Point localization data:
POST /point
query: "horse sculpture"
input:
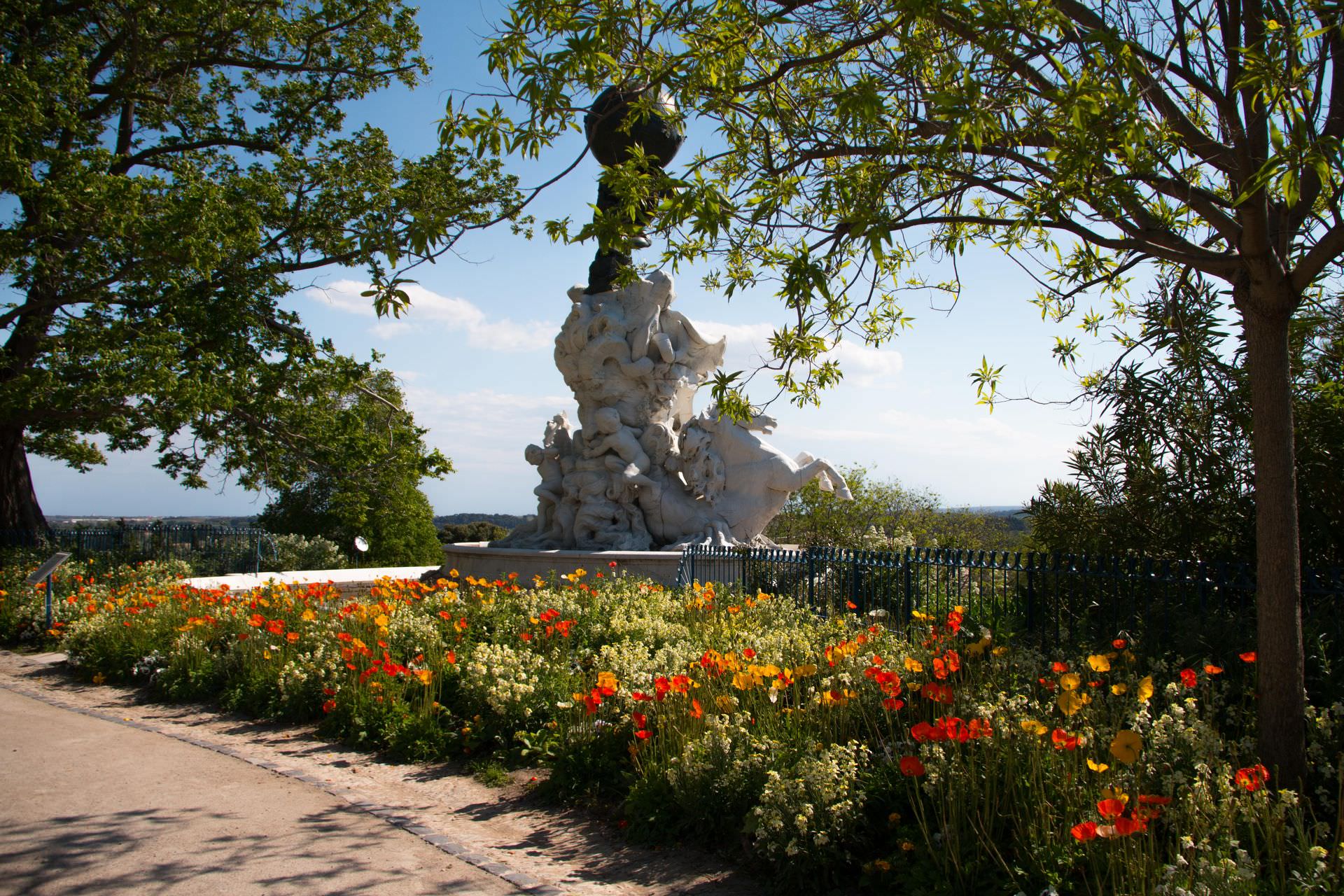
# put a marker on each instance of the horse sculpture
(745, 480)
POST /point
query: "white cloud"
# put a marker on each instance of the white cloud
(454, 315)
(749, 347)
(976, 435)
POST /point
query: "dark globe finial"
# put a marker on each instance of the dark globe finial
(610, 140)
(656, 133)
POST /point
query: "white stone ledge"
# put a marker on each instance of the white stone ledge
(484, 562)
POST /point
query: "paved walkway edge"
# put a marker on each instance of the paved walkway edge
(388, 814)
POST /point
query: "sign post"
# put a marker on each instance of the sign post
(45, 573)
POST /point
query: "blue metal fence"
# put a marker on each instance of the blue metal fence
(1054, 597)
(210, 550)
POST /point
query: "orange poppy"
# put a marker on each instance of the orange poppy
(911, 767)
(1252, 780)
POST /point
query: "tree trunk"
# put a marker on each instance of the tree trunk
(1281, 691)
(19, 508)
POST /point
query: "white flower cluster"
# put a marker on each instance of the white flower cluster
(85, 636)
(505, 679)
(410, 634)
(309, 672)
(809, 812)
(723, 770)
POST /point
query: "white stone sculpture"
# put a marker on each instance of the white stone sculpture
(643, 470)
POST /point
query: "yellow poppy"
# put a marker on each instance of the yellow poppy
(1126, 747)
(1070, 701)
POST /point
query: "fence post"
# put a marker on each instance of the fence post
(812, 592)
(910, 586)
(854, 580)
(1031, 590)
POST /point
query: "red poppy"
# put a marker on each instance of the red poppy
(1126, 827)
(1110, 808)
(1252, 780)
(936, 692)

## [Prompt]
Transcribe all of the entries word for word, but skip any pictures they contain.

## [Written answer]
POST /point
query: "horse sculpture"
input:
# put a marker on each instance of the horse sculpture
(745, 480)
POST /point
query: "white cloud"
# put a marker on each instance of the white cloud
(454, 315)
(749, 347)
(976, 435)
POST /point
query: "dark globe finial"
# put a marker on each instance of the dark globe finial
(610, 140)
(656, 133)
POST /point
query: "white stone ledge"
# put a marker on each instance of the white stone ledge
(484, 562)
POST /point
query: "paved walkway edge"
# put a marker on each instance of the paved walkway edge
(388, 814)
POST /point
query: "sign post"
# put a marker on each instance of the sign post
(45, 573)
POST /point
query: "blue metal fence"
# put a marker on each instance of the blue metal fence
(1054, 597)
(210, 550)
POST /point
query: "orange poppy"
# put a marker on each instance of the orange poppy
(911, 767)
(1252, 780)
POST /point
query: "tree trunk"
# put a marker on each instance of the tree trunk
(1281, 691)
(19, 508)
POST /point
query: "white flower cluster"
# put a marker on each instance of the white flower cluster
(85, 636)
(505, 679)
(410, 634)
(309, 672)
(809, 812)
(723, 770)
POST /point
query: "white stone sculpture"
# put a marker on each instance of the white stone sculpture
(643, 470)
POST /point
query: "yellow poppy"
# put a marker on each instance of the yellow poppy
(1126, 747)
(1070, 701)
POST /point
query: "fence post"
# put a marker on each instance of the fence post
(812, 592)
(910, 586)
(854, 580)
(1031, 590)
POST /point
query: "red poppy"
# put a marker on each instance of the red poppy
(1126, 827)
(1110, 808)
(1252, 780)
(936, 692)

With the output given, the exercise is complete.